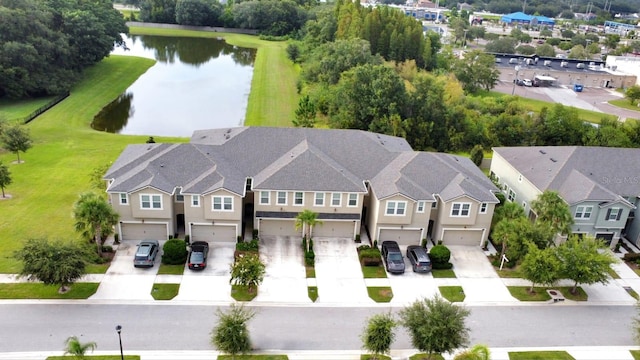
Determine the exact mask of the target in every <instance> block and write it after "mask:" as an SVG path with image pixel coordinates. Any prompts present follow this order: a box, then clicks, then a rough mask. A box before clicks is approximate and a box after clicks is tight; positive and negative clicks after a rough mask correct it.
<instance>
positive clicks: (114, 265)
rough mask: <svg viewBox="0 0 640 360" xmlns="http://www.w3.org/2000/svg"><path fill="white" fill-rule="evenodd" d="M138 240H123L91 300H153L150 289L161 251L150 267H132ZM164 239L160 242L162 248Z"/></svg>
mask: <svg viewBox="0 0 640 360" xmlns="http://www.w3.org/2000/svg"><path fill="white" fill-rule="evenodd" d="M138 243H139V241H123V242H121V243H120V244H119V245H118V250H117V251H116V256H115V257H114V258H113V260H112V261H111V266H109V269H108V270H107V272H106V273H105V275H104V277H103V278H102V281H101V282H100V286H99V287H98V291H96V293H95V294H93V295H92V296H91V299H93V300H153V297H152V296H151V289H152V288H153V283H154V281H155V278H156V273H157V272H158V268H159V267H160V258H161V254H162V251H161V252H159V253H158V256H157V257H156V263H155V265H154V266H153V267H152V268H135V267H133V258H134V256H135V253H136V249H137V245H138ZM162 245H164V241H161V242H160V249H162Z"/></svg>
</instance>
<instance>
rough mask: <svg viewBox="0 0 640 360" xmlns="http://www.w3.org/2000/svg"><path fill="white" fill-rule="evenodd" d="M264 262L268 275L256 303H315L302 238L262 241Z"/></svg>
mask: <svg viewBox="0 0 640 360" xmlns="http://www.w3.org/2000/svg"><path fill="white" fill-rule="evenodd" d="M260 258H261V259H262V261H263V262H264V263H265V265H266V274H265V277H264V281H263V283H262V285H260V289H259V291H258V296H257V297H256V299H255V300H256V301H262V302H280V303H311V299H309V295H308V292H307V278H306V273H305V268H304V256H303V252H302V245H301V239H300V238H297V237H290V236H264V237H262V238H261V239H260ZM316 258H317V256H316Z"/></svg>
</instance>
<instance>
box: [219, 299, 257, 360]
mask: <svg viewBox="0 0 640 360" xmlns="http://www.w3.org/2000/svg"><path fill="white" fill-rule="evenodd" d="M216 315H217V316H218V325H216V327H215V328H213V331H212V332H211V343H212V344H213V346H215V347H216V348H217V349H218V350H220V351H222V352H225V353H228V354H230V355H231V358H232V359H235V358H236V355H238V354H246V353H248V352H249V351H251V337H250V336H249V327H248V326H247V323H248V322H249V320H251V319H252V318H253V317H254V316H255V313H254V312H253V311H251V310H248V309H245V308H244V306H236V305H235V304H231V307H230V308H229V311H227V312H222V310H220V309H218V310H217V311H216Z"/></svg>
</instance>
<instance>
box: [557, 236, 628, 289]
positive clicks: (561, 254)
mask: <svg viewBox="0 0 640 360" xmlns="http://www.w3.org/2000/svg"><path fill="white" fill-rule="evenodd" d="M556 253H557V254H558V258H559V259H560V262H561V263H562V271H561V272H562V275H563V278H566V279H569V280H573V281H574V284H573V288H572V289H571V293H573V294H575V293H576V291H577V288H578V284H589V285H590V284H595V283H601V284H607V283H608V282H609V268H610V267H611V264H614V263H616V262H617V260H616V258H615V257H614V256H613V254H612V253H611V252H610V251H608V249H607V248H606V246H605V245H604V243H603V242H602V241H600V240H597V239H595V238H593V237H592V236H584V237H583V238H582V239H580V238H579V237H578V236H576V235H572V236H570V237H569V239H567V241H565V242H564V243H562V244H560V245H559V246H558V248H557V250H556Z"/></svg>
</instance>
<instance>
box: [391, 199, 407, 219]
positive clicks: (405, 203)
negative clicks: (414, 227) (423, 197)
mask: <svg viewBox="0 0 640 360" xmlns="http://www.w3.org/2000/svg"><path fill="white" fill-rule="evenodd" d="M406 207H407V203H406V202H405V201H387V211H386V214H387V215H395V216H401V215H404V209H405V208H406Z"/></svg>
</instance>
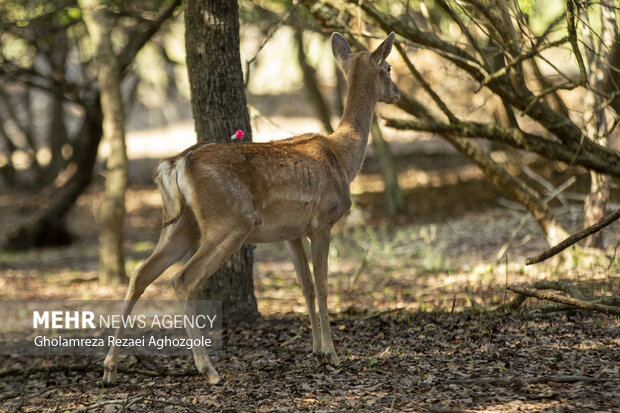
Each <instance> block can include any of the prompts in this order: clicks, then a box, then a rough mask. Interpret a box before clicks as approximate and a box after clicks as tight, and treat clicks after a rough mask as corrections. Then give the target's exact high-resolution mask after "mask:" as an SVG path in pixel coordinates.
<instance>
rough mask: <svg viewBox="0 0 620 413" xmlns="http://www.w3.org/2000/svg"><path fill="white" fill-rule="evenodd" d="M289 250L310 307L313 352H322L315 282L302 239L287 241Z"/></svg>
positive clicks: (297, 273) (309, 308)
mask: <svg viewBox="0 0 620 413" xmlns="http://www.w3.org/2000/svg"><path fill="white" fill-rule="evenodd" d="M286 245H287V247H288V250H289V252H290V254H291V258H292V260H293V265H294V266H295V272H296V273H297V277H298V278H299V283H300V284H301V291H302V292H303V293H304V298H305V299H306V306H307V307H308V315H309V316H310V326H311V327H312V352H313V353H318V352H319V351H321V332H320V327H319V322H318V320H317V318H316V307H315V297H316V294H315V291H314V282H313V281H312V275H311V274H310V267H309V266H308V257H307V256H306V251H305V250H304V246H303V242H302V239H301V238H299V239H295V240H290V241H287V243H286Z"/></svg>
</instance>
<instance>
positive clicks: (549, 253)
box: [525, 209, 620, 265]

- ATTIVITÀ -
Individua ogni riga delle voci in cui compare la parola "pixel" e trascrivila per intero.

- RISPOSTA -
Determine the exact mask of the target in every <instance> block and write it after "mask:" as an SVG path with image pixel coordinates. Any prompts present follow this order: a box, then clicks, then a rough mask. A box before clicks is approximate and a box after clicks is tight; positive and negative clicks after a rough mask correct it.
Each <instance> block can include any of the prompts in this order: clicks, then a box, then a rough mask. Interpret a box before clicks as approximate and a box after clicks as tight, and treat clicks after a rough mask as corrections. Then give the target's exact high-resolution mask after "mask:" as an SVG path in pixel coordinates.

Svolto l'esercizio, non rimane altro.